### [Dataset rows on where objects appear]

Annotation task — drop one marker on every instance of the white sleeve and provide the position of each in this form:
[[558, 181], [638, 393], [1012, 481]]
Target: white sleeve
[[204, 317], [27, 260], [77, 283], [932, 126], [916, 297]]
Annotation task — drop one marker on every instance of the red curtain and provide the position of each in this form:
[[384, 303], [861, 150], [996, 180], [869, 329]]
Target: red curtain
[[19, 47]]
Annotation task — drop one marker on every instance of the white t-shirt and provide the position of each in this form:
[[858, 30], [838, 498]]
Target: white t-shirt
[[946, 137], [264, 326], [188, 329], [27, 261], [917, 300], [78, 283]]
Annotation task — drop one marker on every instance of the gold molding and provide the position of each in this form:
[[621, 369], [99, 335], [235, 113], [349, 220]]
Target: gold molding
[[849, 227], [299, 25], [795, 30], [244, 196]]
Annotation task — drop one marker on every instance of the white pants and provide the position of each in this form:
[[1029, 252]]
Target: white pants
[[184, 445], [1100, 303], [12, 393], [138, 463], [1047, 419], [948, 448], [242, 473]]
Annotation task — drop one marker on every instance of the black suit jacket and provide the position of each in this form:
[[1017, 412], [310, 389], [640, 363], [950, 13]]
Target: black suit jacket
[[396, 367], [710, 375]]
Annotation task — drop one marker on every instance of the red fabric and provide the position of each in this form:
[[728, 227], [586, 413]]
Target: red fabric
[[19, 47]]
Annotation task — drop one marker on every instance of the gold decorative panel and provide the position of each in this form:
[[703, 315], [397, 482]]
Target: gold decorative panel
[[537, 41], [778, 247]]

### [WHAT YOU HAVE TO DO]
Rewrite the data from the line that contains "the red curtain" through the end of the data, changing "drop one marker" to "place one point" and keeping everything else the same.

### [OUTPUT OF THE EXERCISE]
Annotation task — place one point on every instance of the red curtain and provide the position of each in this form:
[[384, 303], [861, 150], [996, 180], [869, 329]]
Target: red curtain
[[19, 47]]
Annotation task — place one point on every instance of the white t-shirt and provide the position of each in this form:
[[858, 30], [838, 498]]
Target: white t-shirt
[[946, 137], [264, 326], [188, 329], [27, 261], [917, 300], [78, 283]]
Annotation task — place one point on every instance of the gold molding and provide the position of each in this form:
[[621, 369], [99, 335], [235, 113], [349, 220]]
Target: gold molding
[[849, 227], [299, 25], [795, 30], [244, 196]]
Annotation task — place one point on every instance of the white pants and provide the position of each in this form:
[[1029, 252]]
Target: white pants
[[184, 445], [1100, 303], [12, 393], [138, 463], [1047, 419], [948, 448], [242, 473]]
Annotation task — place one point on every instance of the black suit jacket and provide the position of each in this form:
[[1017, 412], [310, 389], [640, 363], [950, 13]]
Target: black suit jacket
[[396, 367], [710, 375]]
Annotation task — place one point on every instance of the red fabric and provide the position of each in this form:
[[728, 227], [586, 413]]
Target: red fabric
[[19, 47]]
Annotation task — place one point on every instance of the gold decorative panel and provide the position of each in this form:
[[703, 315], [397, 482]]
Target: gold decorative panel
[[537, 41], [778, 247]]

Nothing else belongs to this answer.